■ DIRECTIONS
Write out the material from its beginning through the line containing "positive clicks: (181, 158)", swapping "approximate" for "loose" and changing nothing else.

■ DATASET ENTRIES
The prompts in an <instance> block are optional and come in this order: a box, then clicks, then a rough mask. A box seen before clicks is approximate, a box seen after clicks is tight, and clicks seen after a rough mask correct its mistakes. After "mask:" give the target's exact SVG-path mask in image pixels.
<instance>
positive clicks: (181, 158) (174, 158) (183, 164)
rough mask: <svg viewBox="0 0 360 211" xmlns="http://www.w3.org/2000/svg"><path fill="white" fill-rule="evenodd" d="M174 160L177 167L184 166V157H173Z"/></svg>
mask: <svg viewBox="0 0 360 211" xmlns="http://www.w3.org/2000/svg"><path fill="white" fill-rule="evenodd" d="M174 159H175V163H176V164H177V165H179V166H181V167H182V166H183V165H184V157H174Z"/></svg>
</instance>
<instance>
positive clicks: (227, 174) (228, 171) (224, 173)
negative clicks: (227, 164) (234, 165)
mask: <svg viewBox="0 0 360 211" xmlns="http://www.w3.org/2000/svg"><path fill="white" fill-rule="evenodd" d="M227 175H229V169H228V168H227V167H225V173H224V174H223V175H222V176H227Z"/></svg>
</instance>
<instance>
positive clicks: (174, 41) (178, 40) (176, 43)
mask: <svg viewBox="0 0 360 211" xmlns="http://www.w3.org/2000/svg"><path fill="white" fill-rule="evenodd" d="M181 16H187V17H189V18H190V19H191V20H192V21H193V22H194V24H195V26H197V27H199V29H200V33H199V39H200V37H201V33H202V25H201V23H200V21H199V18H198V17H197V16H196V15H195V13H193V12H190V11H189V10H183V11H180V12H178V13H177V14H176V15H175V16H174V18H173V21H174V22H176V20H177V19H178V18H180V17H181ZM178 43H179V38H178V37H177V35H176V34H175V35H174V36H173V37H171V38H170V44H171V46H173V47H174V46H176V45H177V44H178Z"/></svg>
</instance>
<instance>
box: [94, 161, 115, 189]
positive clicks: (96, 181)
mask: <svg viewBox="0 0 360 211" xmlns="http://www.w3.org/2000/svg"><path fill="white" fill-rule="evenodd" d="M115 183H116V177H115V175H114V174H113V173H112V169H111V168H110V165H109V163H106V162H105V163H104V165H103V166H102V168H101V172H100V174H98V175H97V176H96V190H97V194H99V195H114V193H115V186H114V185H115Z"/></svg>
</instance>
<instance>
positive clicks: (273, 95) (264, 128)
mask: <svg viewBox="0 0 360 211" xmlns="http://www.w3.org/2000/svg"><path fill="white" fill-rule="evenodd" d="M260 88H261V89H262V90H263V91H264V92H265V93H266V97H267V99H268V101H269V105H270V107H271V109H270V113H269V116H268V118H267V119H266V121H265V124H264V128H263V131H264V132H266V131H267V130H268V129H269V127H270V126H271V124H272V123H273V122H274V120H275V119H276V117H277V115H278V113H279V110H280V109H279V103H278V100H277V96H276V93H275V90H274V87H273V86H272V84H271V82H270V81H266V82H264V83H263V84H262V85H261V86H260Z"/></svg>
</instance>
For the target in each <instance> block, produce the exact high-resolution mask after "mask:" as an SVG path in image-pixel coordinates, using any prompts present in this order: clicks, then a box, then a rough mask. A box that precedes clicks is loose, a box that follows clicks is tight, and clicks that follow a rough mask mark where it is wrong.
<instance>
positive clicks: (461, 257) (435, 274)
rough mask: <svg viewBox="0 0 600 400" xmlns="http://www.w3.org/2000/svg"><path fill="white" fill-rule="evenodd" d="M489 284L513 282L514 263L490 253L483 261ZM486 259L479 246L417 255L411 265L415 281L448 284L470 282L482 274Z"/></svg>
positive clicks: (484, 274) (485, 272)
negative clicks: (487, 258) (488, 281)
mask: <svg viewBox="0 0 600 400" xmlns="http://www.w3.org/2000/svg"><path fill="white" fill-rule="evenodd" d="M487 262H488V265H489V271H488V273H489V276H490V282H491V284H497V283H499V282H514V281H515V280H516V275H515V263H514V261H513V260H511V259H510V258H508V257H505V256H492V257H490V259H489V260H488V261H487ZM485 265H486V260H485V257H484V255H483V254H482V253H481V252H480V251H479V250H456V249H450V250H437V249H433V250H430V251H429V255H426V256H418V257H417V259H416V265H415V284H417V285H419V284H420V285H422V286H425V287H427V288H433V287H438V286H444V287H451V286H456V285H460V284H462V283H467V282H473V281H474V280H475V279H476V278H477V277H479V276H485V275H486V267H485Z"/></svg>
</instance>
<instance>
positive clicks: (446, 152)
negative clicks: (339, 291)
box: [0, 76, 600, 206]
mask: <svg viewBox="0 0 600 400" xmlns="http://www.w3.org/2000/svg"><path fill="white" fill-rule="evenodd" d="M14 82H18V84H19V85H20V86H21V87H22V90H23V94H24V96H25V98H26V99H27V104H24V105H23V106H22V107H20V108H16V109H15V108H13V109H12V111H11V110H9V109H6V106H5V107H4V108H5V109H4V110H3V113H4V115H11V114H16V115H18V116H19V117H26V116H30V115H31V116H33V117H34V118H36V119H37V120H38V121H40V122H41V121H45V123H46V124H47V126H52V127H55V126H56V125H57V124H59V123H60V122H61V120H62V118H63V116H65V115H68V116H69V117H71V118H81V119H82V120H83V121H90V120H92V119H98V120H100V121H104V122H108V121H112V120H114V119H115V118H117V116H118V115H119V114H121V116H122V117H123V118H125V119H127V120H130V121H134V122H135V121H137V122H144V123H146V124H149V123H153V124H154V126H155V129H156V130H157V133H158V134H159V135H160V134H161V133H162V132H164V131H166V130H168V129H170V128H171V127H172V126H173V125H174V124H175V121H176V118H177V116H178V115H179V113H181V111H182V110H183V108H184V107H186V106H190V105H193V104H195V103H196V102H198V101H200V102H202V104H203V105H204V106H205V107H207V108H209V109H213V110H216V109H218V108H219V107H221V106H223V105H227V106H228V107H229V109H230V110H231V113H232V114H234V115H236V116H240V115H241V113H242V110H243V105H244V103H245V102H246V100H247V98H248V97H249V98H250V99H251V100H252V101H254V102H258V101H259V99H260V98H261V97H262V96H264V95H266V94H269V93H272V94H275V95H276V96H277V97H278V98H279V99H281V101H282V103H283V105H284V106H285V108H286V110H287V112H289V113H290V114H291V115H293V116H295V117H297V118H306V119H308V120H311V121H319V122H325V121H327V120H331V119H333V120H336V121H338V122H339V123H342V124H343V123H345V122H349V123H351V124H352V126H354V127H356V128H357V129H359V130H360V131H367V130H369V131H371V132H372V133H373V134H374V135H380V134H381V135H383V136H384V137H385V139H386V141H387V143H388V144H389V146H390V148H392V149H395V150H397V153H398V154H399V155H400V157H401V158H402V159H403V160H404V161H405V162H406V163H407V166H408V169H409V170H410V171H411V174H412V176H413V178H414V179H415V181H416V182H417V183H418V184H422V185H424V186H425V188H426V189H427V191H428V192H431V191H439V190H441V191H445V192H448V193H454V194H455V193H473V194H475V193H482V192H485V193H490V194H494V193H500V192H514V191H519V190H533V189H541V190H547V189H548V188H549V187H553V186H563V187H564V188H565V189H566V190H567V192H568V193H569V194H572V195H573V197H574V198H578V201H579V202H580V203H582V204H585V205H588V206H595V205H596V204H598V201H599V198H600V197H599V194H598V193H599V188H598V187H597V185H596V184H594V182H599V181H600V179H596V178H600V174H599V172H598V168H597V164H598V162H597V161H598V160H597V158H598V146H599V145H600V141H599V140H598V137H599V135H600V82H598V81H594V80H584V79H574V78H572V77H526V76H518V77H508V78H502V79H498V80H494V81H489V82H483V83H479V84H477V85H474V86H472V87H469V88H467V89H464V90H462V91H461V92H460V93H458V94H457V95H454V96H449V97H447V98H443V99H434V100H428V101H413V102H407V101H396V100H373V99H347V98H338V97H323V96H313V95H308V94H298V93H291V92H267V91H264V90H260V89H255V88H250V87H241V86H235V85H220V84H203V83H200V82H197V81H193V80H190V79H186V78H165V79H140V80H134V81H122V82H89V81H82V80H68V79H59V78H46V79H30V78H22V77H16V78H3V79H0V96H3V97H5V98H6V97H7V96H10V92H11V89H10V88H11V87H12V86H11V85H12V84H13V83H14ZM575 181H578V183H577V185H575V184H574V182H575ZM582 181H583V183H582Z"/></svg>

■ RESULT OF THE TASK
The prompts in an <instance> block are optional and come in this order: a box, then clicks, then a rough mask. A box seen before clicks is loose, a box seen after clicks is tight, and clicks seen after a rough mask correct its mistakes. After "mask:" give the target's exact SVG-path mask in image pixels.
<instance>
positive clicks: (181, 158) (174, 158) (183, 164)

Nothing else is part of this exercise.